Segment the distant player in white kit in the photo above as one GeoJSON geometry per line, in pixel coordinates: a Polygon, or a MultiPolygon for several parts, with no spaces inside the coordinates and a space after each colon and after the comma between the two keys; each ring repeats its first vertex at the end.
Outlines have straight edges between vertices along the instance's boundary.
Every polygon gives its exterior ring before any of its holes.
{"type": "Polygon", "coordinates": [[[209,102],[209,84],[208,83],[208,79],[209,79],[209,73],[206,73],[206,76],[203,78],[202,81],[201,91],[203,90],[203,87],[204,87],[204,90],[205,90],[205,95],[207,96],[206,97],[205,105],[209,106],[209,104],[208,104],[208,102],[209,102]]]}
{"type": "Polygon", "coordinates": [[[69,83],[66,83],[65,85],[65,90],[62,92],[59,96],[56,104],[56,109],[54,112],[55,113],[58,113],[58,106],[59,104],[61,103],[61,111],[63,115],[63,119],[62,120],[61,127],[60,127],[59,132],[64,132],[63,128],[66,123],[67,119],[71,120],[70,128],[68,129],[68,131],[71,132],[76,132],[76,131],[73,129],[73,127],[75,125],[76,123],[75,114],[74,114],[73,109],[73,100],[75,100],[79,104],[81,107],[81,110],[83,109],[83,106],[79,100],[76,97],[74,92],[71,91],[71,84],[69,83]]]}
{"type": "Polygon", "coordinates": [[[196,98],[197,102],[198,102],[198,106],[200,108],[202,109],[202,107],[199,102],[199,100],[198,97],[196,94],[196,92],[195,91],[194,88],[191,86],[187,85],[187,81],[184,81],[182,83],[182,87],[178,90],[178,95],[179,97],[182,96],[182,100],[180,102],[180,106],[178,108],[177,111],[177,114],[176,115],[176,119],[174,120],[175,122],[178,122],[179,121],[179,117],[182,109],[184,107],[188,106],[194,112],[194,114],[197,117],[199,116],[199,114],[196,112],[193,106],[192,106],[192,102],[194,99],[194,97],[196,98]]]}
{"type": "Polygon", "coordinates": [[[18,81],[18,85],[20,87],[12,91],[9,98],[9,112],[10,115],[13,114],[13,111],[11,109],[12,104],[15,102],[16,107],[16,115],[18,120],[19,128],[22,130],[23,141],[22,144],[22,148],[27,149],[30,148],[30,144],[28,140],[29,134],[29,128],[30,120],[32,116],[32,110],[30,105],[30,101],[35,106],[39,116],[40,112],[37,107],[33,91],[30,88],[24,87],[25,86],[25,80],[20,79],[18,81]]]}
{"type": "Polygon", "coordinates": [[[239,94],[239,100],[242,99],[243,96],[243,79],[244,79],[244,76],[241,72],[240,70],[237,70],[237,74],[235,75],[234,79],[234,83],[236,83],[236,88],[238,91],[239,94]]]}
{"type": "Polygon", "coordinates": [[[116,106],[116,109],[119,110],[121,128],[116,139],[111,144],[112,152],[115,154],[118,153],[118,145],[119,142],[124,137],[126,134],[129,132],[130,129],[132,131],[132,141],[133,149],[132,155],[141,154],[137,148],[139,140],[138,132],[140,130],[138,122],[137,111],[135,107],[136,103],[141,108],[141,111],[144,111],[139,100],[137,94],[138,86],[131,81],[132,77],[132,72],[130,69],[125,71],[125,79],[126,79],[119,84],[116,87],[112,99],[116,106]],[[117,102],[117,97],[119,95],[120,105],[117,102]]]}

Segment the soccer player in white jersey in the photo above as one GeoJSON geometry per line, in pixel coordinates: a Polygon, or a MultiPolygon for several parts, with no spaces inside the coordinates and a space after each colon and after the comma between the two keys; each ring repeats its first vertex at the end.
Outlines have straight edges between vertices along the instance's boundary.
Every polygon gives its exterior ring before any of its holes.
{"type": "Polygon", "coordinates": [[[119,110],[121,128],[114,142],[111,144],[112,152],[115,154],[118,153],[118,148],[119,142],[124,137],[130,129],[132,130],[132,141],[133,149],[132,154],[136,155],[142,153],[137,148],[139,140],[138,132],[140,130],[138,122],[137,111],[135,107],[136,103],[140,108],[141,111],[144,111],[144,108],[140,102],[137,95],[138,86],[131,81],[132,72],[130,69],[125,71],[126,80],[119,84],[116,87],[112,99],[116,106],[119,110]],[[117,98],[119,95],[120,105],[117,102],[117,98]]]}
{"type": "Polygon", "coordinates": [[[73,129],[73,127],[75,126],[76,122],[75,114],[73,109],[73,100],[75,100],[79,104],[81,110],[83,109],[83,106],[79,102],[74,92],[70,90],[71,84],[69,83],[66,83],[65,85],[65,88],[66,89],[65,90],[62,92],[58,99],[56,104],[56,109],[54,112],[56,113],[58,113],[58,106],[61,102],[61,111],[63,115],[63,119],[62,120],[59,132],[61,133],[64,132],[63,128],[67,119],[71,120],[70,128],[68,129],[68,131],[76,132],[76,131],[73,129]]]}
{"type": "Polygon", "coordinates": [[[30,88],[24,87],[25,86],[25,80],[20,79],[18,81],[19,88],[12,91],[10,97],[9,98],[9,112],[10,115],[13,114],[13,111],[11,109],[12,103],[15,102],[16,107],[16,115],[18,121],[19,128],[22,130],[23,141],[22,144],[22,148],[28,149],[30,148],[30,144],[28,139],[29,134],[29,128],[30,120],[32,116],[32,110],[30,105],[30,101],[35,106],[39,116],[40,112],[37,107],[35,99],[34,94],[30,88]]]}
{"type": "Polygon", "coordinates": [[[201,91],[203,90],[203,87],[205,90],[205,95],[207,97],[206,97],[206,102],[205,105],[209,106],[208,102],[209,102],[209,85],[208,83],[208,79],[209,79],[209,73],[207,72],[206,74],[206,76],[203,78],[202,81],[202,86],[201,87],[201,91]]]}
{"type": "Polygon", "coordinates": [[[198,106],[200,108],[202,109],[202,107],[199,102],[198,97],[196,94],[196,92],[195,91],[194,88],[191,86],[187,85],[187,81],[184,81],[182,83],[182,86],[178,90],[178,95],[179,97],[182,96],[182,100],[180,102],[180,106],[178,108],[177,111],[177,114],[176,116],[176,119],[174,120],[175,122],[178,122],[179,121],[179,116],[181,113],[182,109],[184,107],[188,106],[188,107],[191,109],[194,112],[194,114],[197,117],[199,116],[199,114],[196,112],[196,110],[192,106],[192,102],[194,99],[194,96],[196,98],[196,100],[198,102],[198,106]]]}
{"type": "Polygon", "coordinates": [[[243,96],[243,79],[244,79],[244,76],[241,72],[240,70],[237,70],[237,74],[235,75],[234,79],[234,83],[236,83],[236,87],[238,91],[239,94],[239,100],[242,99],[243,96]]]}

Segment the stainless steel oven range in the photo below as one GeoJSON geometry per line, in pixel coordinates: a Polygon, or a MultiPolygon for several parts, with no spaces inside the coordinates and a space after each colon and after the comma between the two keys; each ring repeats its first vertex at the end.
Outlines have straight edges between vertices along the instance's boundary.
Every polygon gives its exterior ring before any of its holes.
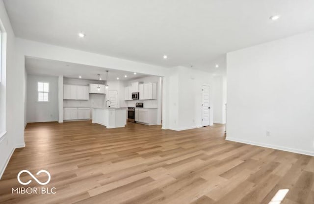
{"type": "Polygon", "coordinates": [[[134,107],[128,107],[128,121],[135,122],[135,108],[134,107]]]}

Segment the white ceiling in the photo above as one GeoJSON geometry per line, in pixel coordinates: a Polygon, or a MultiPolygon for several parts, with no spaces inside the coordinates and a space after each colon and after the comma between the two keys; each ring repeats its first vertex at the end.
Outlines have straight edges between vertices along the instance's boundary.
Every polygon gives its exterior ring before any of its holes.
{"type": "Polygon", "coordinates": [[[167,67],[314,29],[313,0],[4,2],[18,37],[167,67]]]}
{"type": "Polygon", "coordinates": [[[103,80],[106,79],[105,70],[108,70],[108,80],[116,80],[119,77],[120,81],[126,81],[148,76],[148,75],[129,71],[115,69],[104,69],[98,67],[89,66],[78,64],[44,59],[26,57],[25,68],[28,74],[52,76],[63,75],[65,77],[78,78],[79,76],[83,79],[98,80],[101,74],[103,80]],[[125,77],[127,75],[127,77],[125,77]]]}

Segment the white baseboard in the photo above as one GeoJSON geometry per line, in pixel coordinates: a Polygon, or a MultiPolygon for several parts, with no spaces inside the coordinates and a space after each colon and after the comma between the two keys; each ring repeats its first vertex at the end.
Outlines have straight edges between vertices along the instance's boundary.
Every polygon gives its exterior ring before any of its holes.
{"type": "Polygon", "coordinates": [[[222,121],[214,121],[214,123],[226,124],[225,122],[222,122],[222,121]]]}
{"type": "Polygon", "coordinates": [[[310,156],[314,156],[314,152],[304,151],[304,150],[300,150],[298,149],[290,148],[289,147],[283,147],[281,146],[277,146],[277,145],[273,145],[272,144],[269,144],[262,143],[259,142],[254,142],[252,141],[249,141],[249,140],[246,140],[244,139],[238,139],[236,138],[233,138],[233,137],[228,137],[228,136],[226,137],[226,140],[229,140],[229,141],[232,141],[234,142],[243,143],[244,144],[251,144],[252,145],[259,146],[260,147],[275,149],[279,150],[285,151],[287,152],[290,152],[294,153],[302,154],[303,155],[309,155],[310,156]]]}
{"type": "Polygon", "coordinates": [[[2,178],[2,176],[3,175],[3,173],[4,173],[4,171],[6,168],[6,166],[8,165],[8,164],[9,163],[9,161],[10,161],[11,157],[13,155],[13,153],[14,152],[14,151],[15,151],[15,149],[20,148],[22,147],[25,147],[25,143],[23,144],[17,144],[12,147],[12,150],[11,150],[11,152],[10,153],[10,155],[9,156],[9,157],[5,161],[5,163],[4,164],[3,167],[2,168],[2,169],[1,169],[1,171],[0,171],[0,180],[1,180],[1,178],[2,178]]]}
{"type": "Polygon", "coordinates": [[[5,169],[6,168],[6,166],[8,165],[8,164],[9,163],[9,161],[10,161],[10,159],[11,159],[11,157],[12,157],[12,155],[13,154],[13,152],[14,152],[14,150],[15,150],[15,148],[13,147],[12,148],[12,150],[11,150],[11,152],[10,153],[10,155],[9,155],[9,157],[6,159],[6,161],[5,161],[5,163],[4,164],[4,165],[2,167],[2,169],[1,169],[1,172],[0,172],[0,180],[2,178],[2,176],[3,175],[3,173],[4,173],[4,170],[5,170],[5,169]]]}
{"type": "Polygon", "coordinates": [[[202,126],[192,126],[192,127],[188,127],[186,128],[169,128],[170,130],[175,130],[176,131],[181,131],[182,130],[190,130],[194,129],[195,128],[201,128],[202,126]]]}
{"type": "Polygon", "coordinates": [[[15,146],[15,148],[23,148],[23,147],[25,147],[25,143],[17,144],[15,146]]]}
{"type": "Polygon", "coordinates": [[[58,122],[58,120],[43,120],[41,121],[27,121],[27,123],[34,123],[37,122],[58,122]]]}

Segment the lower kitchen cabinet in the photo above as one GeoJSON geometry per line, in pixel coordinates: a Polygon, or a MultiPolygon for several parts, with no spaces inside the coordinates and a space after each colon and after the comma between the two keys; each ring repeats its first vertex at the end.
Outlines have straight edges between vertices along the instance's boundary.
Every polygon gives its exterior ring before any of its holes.
{"type": "Polygon", "coordinates": [[[88,119],[90,117],[89,107],[66,107],[63,111],[64,120],[88,119]]]}
{"type": "Polygon", "coordinates": [[[157,125],[157,109],[135,108],[135,121],[145,125],[157,125]]]}

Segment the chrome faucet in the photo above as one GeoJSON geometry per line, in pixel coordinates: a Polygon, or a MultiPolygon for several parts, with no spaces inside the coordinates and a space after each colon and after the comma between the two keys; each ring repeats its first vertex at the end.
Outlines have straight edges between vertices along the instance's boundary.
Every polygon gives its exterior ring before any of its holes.
{"type": "MultiPolygon", "coordinates": [[[[109,102],[110,102],[110,104],[111,104],[111,102],[110,101],[110,100],[107,100],[106,101],[106,108],[107,108],[107,104],[108,103],[107,103],[107,102],[108,101],[109,101],[109,102]]],[[[110,106],[110,105],[109,105],[109,106],[110,106]]]]}

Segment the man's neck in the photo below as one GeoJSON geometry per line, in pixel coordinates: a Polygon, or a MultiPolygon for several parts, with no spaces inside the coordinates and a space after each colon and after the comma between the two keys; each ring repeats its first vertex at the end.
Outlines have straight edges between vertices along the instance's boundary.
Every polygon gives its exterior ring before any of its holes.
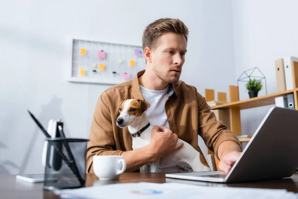
{"type": "Polygon", "coordinates": [[[165,89],[169,84],[163,82],[155,75],[151,75],[149,72],[145,71],[144,74],[139,78],[139,83],[147,89],[160,91],[165,89]]]}

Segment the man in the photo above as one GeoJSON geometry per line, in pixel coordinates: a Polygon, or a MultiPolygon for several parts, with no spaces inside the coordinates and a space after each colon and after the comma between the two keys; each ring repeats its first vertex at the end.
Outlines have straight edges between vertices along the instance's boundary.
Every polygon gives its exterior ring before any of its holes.
{"type": "MultiPolygon", "coordinates": [[[[221,121],[217,121],[205,98],[197,89],[179,81],[187,51],[188,29],[179,19],[162,18],[149,24],[143,36],[146,70],[132,80],[107,89],[99,97],[91,125],[87,169],[93,173],[93,155],[124,155],[127,172],[179,150],[177,137],[202,154],[200,135],[221,160],[220,168],[228,172],[240,155],[239,140],[221,121]],[[150,144],[132,150],[127,128],[116,125],[120,102],[124,98],[145,100],[146,111],[155,125],[150,144]],[[161,131],[161,132],[159,132],[161,131]]],[[[203,156],[202,163],[208,166],[203,156]]]]}

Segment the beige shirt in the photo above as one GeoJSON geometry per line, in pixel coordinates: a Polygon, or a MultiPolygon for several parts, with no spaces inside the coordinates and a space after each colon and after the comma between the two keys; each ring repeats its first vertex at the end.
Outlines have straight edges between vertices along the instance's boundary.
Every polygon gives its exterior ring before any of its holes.
{"type": "MultiPolygon", "coordinates": [[[[108,89],[99,97],[87,146],[88,173],[93,173],[93,155],[120,155],[123,151],[133,150],[132,138],[127,128],[119,127],[116,120],[123,99],[144,100],[138,80],[144,72],[140,71],[134,79],[108,89]]],[[[217,156],[219,146],[225,141],[234,141],[242,148],[238,138],[221,121],[217,120],[205,98],[198,93],[195,87],[181,81],[170,85],[165,108],[171,130],[201,154],[203,153],[198,145],[198,135],[217,156]]],[[[201,155],[200,158],[202,163],[208,166],[204,156],[201,155]]]]}

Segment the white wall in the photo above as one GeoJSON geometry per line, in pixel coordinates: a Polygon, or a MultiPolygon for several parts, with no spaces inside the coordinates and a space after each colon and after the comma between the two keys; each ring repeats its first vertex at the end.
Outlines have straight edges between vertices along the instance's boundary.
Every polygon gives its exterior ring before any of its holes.
{"type": "MultiPolygon", "coordinates": [[[[244,71],[257,67],[266,77],[268,94],[276,93],[275,60],[298,56],[298,1],[233,0],[232,5],[235,79],[244,71]]],[[[239,91],[240,100],[248,99],[245,88],[239,91]]],[[[241,110],[242,134],[254,133],[270,107],[241,110]]]]}
{"type": "MultiPolygon", "coordinates": [[[[95,103],[110,85],[66,81],[69,36],[141,44],[146,26],[179,18],[190,29],[181,80],[228,91],[234,83],[230,0],[0,0],[0,173],[42,173],[47,126],[61,118],[67,136],[87,138],[95,103]],[[228,72],[229,71],[229,72],[228,72]]],[[[200,145],[206,153],[206,148],[200,145]]]]}

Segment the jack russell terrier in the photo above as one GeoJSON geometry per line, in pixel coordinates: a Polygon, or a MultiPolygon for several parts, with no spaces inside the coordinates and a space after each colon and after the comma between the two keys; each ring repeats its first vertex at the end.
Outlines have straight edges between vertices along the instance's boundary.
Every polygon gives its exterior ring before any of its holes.
{"type": "MultiPolygon", "coordinates": [[[[133,149],[137,149],[149,144],[151,137],[151,125],[145,111],[150,104],[141,100],[124,99],[119,109],[120,113],[116,124],[121,128],[128,127],[133,138],[133,149]]],[[[210,171],[209,167],[200,160],[200,153],[187,142],[178,139],[176,144],[183,142],[183,146],[175,152],[149,163],[140,168],[141,172],[164,171],[170,167],[177,166],[179,163],[187,163],[194,171],[210,171]],[[150,170],[149,170],[150,167],[150,170]]]]}

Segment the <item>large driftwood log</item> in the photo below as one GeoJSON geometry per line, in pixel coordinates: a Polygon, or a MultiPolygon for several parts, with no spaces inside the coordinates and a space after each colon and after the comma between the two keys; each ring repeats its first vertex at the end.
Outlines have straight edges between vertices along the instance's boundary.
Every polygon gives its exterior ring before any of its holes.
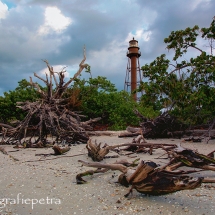
{"type": "MultiPolygon", "coordinates": [[[[119,183],[125,186],[132,186],[129,193],[125,196],[128,196],[132,192],[132,189],[150,195],[162,195],[179,190],[195,189],[199,187],[203,181],[201,177],[193,178],[187,175],[174,174],[173,172],[159,169],[154,162],[144,163],[144,161],[141,161],[136,170],[122,164],[89,163],[81,160],[79,160],[79,162],[88,167],[119,170],[122,172],[123,174],[120,175],[118,179],[119,183]]],[[[85,176],[85,174],[78,175],[77,183],[79,181],[84,182],[80,176],[85,176]]]]}
{"type": "Polygon", "coordinates": [[[42,78],[36,73],[34,73],[34,76],[43,81],[46,88],[41,88],[37,83],[33,82],[31,77],[29,83],[37,90],[41,99],[36,102],[17,102],[17,107],[26,111],[26,117],[14,128],[0,124],[3,135],[2,142],[23,144],[26,147],[35,147],[38,143],[42,143],[42,146],[45,146],[49,142],[49,136],[52,138],[52,142],[86,143],[89,139],[86,130],[91,129],[90,123],[96,122],[100,118],[82,122],[83,116],[69,110],[67,99],[63,98],[63,94],[70,83],[88,66],[84,64],[85,60],[84,48],[84,58],[79,64],[78,71],[66,83],[64,79],[66,71],[64,68],[61,72],[54,72],[53,67],[49,65],[47,60],[44,60],[49,74],[46,74],[46,78],[42,78]]]}
{"type": "Polygon", "coordinates": [[[177,145],[175,144],[146,143],[145,139],[141,135],[134,139],[132,143],[117,144],[112,146],[105,144],[104,146],[101,146],[101,143],[93,143],[91,139],[89,139],[86,145],[88,156],[91,157],[93,161],[103,160],[105,156],[110,152],[110,150],[116,151],[116,148],[118,148],[117,151],[126,150],[133,152],[148,152],[149,154],[152,154],[153,150],[157,148],[168,150],[175,147],[177,147],[177,145]]]}
{"type": "MultiPolygon", "coordinates": [[[[179,190],[195,189],[201,183],[214,183],[214,178],[191,177],[188,174],[199,170],[178,170],[181,166],[194,167],[200,170],[215,171],[215,160],[207,155],[199,154],[190,149],[184,149],[180,146],[174,150],[166,150],[171,156],[171,161],[162,167],[154,162],[141,161],[136,169],[131,168],[132,165],[127,161],[118,161],[113,164],[103,164],[98,162],[85,162],[79,160],[84,166],[98,168],[99,172],[110,170],[119,170],[122,174],[119,176],[119,183],[131,189],[136,189],[140,193],[150,195],[163,195],[173,193],[179,190]]],[[[83,176],[94,174],[97,171],[87,171],[78,174],[77,183],[85,183],[83,176]]]]}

+===+

STATED PROBLEM:
Copy every line of the records above that contains the string "below". Letter case counts.

COMPLETE OUTPUT:
Segment the stainless steel oven range in the photo below as one GeoJSON geometry per line, in pixel coordinates: a Polygon, or a MultiPolygon for several parts, with no spaces inside the coordinates and a space after each colon and after the comma between the two keys; each ring repeats its first vertex at the end.
Segment the man's neck in the photo below as one GeoJSON geometry per line, in pixel coordinates: a Polygon, or a MultiPolygon for several parts, with no spaces inside the coordinates and a space after each colon and after the comma between the two keys; each ring repeats its first vertex at the end.
Segment the <item>large driftwood log</item> in the photo below as one GeoJSON geometry per line, in pixel coordinates: a Polygon, or a MultiPolygon for several parts, with no spaces inside the coordinates and a space after each colon and after the comma between the two keys; each ring repeats its first vertex at the end.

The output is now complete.